Please set down, with no changes, every line of the material below from the one containing "Please place a point on the red" through the end. Skip the pictures.

___ Records for the exercise

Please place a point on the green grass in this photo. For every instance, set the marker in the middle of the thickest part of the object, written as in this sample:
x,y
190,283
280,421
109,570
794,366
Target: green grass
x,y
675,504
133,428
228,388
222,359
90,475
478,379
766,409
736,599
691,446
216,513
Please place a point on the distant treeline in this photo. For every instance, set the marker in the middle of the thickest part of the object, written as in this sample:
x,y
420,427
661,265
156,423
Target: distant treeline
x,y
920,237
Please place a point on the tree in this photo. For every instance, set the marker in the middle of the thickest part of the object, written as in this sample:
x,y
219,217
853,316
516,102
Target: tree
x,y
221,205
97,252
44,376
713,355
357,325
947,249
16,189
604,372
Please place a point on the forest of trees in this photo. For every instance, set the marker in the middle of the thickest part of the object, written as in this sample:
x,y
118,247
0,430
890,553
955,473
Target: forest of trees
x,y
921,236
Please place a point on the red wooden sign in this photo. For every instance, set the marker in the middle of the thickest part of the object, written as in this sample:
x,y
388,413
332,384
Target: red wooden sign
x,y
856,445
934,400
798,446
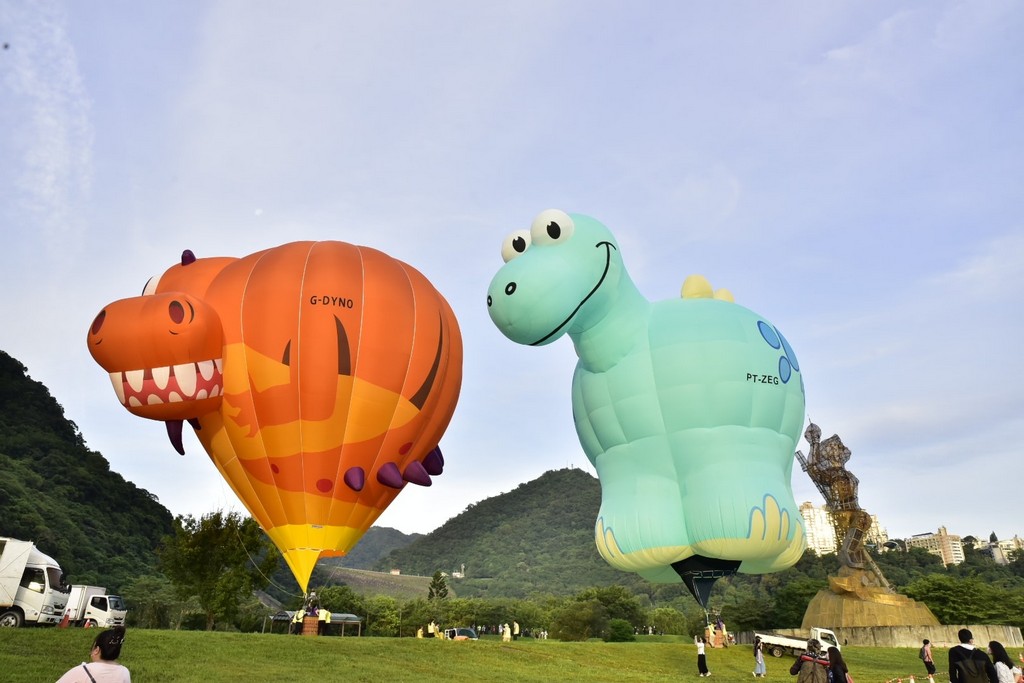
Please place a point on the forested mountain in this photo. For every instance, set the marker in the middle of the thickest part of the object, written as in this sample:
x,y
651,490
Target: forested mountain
x,y
534,540
537,540
55,492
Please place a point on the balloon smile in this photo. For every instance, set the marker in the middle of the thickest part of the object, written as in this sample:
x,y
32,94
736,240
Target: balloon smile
x,y
169,384
600,281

______

Answer space -
Please place a point on the red wooden sign in this photo. For every instance, set the marker in the middle of the thickest part of the object, written as in this sample:
x,y
388,413
332,384
Target: red wooden sign
x,y
856,445
934,400
798,446
Please place a point on the forested mountain in this photo. For every instance, set the marker in the middle of the thickest part of the object, written as in this sample:
x,y
651,490
Target: forested mountain
x,y
534,540
537,540
55,492
Please place a point on the balloon smile in this photo. For every instance, set the marker in the middle of the thickest part of the object, written as in this sample:
x,y
32,94
736,240
Target: balloon smile
x,y
169,384
600,281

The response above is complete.